Reproduce, from the lines below, exactly the stretch that begins at the line containing "Target: globe street light" and ends at the line containing "Task: place a pin on each instance of the window", both included.

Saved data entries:
● ● ● ● ● ● ●

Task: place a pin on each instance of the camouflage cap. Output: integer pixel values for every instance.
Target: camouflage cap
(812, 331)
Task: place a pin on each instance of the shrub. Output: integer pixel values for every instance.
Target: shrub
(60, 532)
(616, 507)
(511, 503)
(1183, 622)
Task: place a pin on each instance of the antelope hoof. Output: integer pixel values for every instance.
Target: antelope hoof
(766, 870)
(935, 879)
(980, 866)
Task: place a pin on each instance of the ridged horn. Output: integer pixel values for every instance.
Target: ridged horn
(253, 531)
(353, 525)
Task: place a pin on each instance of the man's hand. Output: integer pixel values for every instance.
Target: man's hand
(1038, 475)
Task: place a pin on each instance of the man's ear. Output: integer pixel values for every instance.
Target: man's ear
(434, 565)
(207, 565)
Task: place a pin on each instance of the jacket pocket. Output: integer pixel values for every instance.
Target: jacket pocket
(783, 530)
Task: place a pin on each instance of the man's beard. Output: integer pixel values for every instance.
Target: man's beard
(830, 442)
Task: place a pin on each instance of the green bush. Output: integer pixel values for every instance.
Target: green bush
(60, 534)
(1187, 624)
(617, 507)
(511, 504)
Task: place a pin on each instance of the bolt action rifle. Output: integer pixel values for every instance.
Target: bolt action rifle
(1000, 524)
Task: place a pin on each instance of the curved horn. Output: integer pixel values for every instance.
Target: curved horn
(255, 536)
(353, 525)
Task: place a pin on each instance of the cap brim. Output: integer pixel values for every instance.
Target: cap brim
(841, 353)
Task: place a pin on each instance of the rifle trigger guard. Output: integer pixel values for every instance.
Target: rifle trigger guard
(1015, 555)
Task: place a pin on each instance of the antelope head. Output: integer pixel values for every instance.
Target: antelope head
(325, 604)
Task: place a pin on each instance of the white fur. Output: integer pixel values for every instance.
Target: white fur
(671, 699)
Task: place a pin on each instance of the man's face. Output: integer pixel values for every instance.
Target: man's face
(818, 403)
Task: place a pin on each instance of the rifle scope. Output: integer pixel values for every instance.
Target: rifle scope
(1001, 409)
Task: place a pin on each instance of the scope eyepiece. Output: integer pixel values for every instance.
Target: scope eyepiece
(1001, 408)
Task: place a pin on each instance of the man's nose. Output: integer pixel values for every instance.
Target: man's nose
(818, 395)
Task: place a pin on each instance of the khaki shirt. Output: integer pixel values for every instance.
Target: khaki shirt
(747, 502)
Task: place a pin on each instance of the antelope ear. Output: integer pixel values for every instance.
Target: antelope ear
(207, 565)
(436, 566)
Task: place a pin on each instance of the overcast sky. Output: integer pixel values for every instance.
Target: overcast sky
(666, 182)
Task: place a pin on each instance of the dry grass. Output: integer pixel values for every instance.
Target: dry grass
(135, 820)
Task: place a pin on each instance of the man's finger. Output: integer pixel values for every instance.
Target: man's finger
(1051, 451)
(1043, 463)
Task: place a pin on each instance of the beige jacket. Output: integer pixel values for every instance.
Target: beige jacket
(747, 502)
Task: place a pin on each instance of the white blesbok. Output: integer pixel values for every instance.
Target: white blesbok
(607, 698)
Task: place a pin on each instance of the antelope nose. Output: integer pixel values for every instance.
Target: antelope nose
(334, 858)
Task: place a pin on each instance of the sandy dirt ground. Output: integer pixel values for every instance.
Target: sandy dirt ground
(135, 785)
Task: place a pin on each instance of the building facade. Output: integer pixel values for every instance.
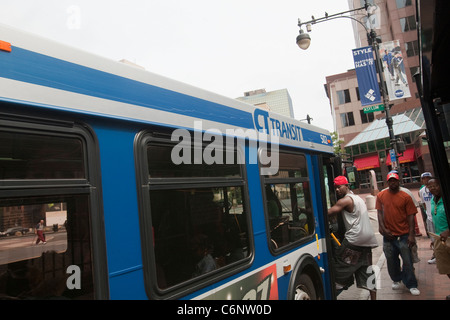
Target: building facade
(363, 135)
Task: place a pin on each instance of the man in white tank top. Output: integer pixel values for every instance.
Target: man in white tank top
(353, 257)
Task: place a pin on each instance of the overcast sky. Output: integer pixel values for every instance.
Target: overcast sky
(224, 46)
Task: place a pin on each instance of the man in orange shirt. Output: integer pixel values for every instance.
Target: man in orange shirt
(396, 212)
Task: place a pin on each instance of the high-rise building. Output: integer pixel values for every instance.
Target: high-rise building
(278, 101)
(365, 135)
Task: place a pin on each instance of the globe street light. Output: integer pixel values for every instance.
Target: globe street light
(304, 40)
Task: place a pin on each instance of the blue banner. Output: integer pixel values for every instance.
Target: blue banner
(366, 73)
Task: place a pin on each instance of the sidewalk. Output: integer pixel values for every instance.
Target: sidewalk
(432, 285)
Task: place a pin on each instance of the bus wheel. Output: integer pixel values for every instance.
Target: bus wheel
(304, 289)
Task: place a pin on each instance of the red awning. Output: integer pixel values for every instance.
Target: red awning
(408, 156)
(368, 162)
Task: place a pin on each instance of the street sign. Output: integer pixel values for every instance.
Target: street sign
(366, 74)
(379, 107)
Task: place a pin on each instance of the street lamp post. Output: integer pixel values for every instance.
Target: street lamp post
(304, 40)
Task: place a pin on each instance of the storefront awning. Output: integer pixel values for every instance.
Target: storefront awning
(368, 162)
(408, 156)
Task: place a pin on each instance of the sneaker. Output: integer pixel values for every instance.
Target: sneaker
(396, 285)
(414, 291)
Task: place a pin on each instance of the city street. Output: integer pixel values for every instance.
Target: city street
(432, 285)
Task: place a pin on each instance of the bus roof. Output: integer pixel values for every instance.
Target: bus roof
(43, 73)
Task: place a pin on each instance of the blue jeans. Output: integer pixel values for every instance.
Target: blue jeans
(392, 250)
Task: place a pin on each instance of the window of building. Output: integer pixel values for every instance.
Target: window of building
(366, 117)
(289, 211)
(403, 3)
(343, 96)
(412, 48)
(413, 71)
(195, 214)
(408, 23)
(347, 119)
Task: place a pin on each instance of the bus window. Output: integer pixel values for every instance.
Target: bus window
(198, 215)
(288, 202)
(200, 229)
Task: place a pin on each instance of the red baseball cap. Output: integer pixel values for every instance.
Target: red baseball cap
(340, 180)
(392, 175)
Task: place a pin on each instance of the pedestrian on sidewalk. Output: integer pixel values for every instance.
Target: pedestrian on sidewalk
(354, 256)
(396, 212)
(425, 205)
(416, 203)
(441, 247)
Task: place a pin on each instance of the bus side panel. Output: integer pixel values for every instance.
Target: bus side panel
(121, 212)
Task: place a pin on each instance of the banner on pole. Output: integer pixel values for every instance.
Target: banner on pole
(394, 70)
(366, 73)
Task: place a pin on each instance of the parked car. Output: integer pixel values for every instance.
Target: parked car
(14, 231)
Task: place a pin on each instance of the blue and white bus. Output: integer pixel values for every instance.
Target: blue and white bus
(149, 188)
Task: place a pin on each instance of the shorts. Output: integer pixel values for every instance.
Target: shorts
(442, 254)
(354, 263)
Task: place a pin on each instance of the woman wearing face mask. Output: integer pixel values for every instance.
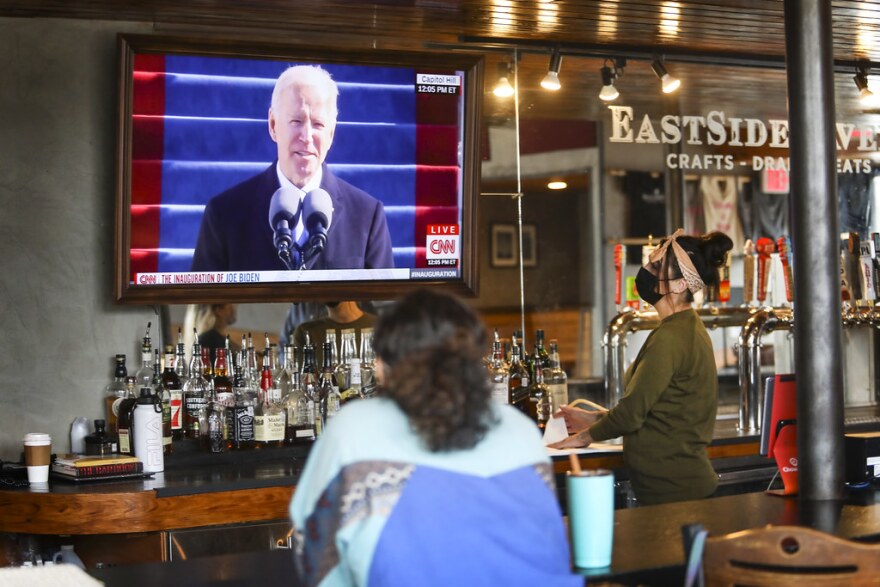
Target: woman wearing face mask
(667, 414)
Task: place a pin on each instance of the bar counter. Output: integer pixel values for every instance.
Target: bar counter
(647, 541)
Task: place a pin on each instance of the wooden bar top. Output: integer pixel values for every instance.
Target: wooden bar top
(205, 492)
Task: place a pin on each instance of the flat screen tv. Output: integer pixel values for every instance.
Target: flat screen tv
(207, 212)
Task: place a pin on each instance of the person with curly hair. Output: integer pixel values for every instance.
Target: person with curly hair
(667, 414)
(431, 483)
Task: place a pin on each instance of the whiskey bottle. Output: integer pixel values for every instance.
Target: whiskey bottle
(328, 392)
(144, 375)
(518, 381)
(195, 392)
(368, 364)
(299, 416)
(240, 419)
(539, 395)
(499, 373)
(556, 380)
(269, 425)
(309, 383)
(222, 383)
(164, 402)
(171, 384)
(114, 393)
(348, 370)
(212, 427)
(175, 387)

● ● ● ● ● ● ●

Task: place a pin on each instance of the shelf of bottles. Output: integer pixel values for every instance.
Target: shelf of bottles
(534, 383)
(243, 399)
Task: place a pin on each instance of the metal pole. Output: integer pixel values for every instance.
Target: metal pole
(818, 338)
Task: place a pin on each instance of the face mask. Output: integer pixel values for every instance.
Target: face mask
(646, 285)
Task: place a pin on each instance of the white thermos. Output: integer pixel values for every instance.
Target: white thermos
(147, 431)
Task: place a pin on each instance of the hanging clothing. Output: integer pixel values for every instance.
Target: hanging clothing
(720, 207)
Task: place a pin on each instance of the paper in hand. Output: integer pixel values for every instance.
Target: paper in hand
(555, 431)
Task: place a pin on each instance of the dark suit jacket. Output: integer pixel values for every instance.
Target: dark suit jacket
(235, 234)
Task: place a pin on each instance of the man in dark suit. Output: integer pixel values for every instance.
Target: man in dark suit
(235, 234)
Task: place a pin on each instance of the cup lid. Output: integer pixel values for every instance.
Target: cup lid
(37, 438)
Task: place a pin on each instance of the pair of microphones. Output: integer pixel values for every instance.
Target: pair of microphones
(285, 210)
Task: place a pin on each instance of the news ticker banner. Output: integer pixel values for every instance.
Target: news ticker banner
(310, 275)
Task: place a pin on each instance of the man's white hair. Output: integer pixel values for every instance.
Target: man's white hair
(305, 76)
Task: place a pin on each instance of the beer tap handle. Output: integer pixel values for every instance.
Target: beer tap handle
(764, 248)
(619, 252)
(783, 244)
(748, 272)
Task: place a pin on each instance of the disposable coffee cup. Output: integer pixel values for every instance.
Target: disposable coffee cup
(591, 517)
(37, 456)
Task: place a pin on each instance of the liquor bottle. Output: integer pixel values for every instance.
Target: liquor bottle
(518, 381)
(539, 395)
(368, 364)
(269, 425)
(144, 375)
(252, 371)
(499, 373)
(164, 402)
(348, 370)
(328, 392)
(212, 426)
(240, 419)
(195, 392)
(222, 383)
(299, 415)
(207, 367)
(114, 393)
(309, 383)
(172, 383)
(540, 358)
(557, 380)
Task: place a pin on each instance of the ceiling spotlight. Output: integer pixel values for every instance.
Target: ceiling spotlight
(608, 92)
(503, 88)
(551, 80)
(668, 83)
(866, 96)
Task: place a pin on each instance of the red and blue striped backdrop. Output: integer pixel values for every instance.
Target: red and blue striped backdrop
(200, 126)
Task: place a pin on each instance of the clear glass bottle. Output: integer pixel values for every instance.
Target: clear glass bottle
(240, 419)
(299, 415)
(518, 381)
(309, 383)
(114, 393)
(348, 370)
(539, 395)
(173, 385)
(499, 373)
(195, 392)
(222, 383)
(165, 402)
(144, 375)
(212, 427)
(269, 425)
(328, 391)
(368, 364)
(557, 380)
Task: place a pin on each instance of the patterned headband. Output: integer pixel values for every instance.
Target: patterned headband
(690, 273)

● ● ● ● ● ● ●

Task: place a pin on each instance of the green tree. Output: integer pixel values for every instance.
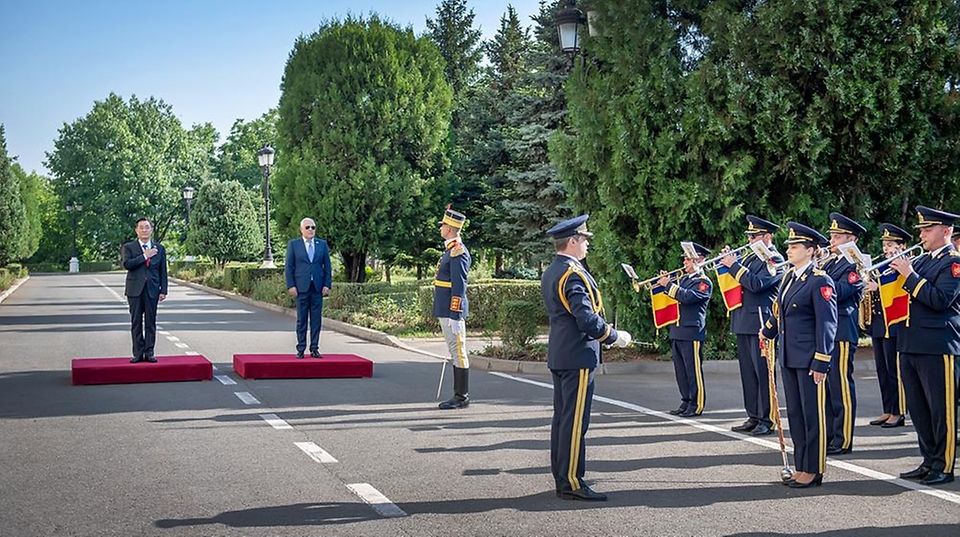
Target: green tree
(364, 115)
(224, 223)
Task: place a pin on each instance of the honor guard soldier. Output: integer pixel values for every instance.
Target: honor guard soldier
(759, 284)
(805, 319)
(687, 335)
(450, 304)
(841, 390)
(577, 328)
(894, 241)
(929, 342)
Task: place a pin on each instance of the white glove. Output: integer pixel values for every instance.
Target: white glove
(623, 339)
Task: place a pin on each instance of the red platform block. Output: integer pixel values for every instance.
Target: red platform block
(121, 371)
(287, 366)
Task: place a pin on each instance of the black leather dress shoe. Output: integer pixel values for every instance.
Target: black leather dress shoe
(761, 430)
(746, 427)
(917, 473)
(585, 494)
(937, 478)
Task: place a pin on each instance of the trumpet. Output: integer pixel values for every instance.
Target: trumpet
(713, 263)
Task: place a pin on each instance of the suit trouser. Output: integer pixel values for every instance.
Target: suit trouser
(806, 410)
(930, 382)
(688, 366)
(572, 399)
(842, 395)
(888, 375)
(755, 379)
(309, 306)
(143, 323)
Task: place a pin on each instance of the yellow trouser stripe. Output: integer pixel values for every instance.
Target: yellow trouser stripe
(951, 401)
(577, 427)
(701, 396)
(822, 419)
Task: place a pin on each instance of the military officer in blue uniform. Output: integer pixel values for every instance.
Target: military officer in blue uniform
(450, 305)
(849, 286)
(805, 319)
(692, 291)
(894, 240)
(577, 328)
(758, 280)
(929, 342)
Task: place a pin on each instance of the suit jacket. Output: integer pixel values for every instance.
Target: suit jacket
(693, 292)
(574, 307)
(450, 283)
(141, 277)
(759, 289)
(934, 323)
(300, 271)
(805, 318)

● ● ● ● ● ● ●

● SOLVED PROBLEM:
Target: globe street light
(304, 40)
Task: place a pin on each instance of the blue banner. Output: integer pixel values for every instance.
Target: blue banner
(366, 73)
Task: place a pin on each instance of the sidewalk. Output: integer pixel values for every instance.
Target: sidewalk
(432, 285)
Task: place a pin on each instance of the bus wheel. Output: integer pixel values for every instance.
Target: bus wheel
(304, 289)
Task: place a pin on each instance of the red awning. Output: integer pixel values for every instance.
Target: red awning
(408, 156)
(368, 162)
Task: place a pin on each instance of the street sign. Output: integer pixel values for every instance.
Target: street sign
(366, 74)
(379, 107)
Task: place a pin on each instance of the street lamp post. Output: integer pixel values for every instance.
Target: street lamp post
(304, 40)
Task: place a pin on each instance of the storefront awning. Output: integer pixel values for every instance.
Target: storefront awning
(368, 162)
(408, 156)
Task: place a pin on each instance of the sneaker. Output: integer pixel values for every instance.
Target: sneaker
(396, 285)
(414, 291)
Task: place a pin on each instance of the city street. Output: integer pixel values for every instance.
Target: city street
(432, 285)
Task: place a pin on each instance of the bus roof. Output: integer pixel values for every instance.
Target: bus roof
(43, 73)
Task: place a pin on each instance of the blue jeans. Output: integer pixel values for every instance.
Target: blue jeans
(392, 250)
Task: place a pin on each instance of the window of building. Output: integer pixel values for every instance.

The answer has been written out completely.